_Selected extract_
He went on: “”We also need to address the issue of advertising. As I have said before in the House, the Advertising Standards Authority is frankly a complete waste of time.”

And finally, he also addressed recent meetings with the Minister and the prospects for change and how difficult it is to get anything done.

He said he has even tabled a motion to force the NHS to collect data on the amount of money they spend on treating adverse effects – but that also failed.

Mr Jones said the whole process seems to be going nowhere: “The Keogh recommendations were published in 2013, Sir Bruce Keogh called for minimum standards. Well, there are no minimum standards or regulation of what should be going on, and that has to be put right. I agree with the right hon. Member for Romsey and Southampton North that if this new clause is not perfectly crafted—it may well not be—we still need to ensure that there is regulation. I thank the Minister for the meeting we had last week—it took longer to arrange than getting an audience with the Pope, but we finally got it—and for the positive noises he made during the meeting, but I felt that the civil servants were reluctant to have any more regulation.”

_Material provided_
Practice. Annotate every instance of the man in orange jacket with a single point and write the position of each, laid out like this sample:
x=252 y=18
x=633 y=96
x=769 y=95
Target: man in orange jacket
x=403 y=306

_Work task_
Answer these questions about the excerpt of Mr Jones's remarks:
1. Which body did he call "a complete waste of time"?
2. What would his tabled motion have forced the NHS to collect data on?
3. In what year were the Keogh recommendations published?
Answer from the text only.

_Answer section_
1. The Advertising Standards Authority.
2. The amount of money the NHS spends on treating adverse effects.
3. 2013.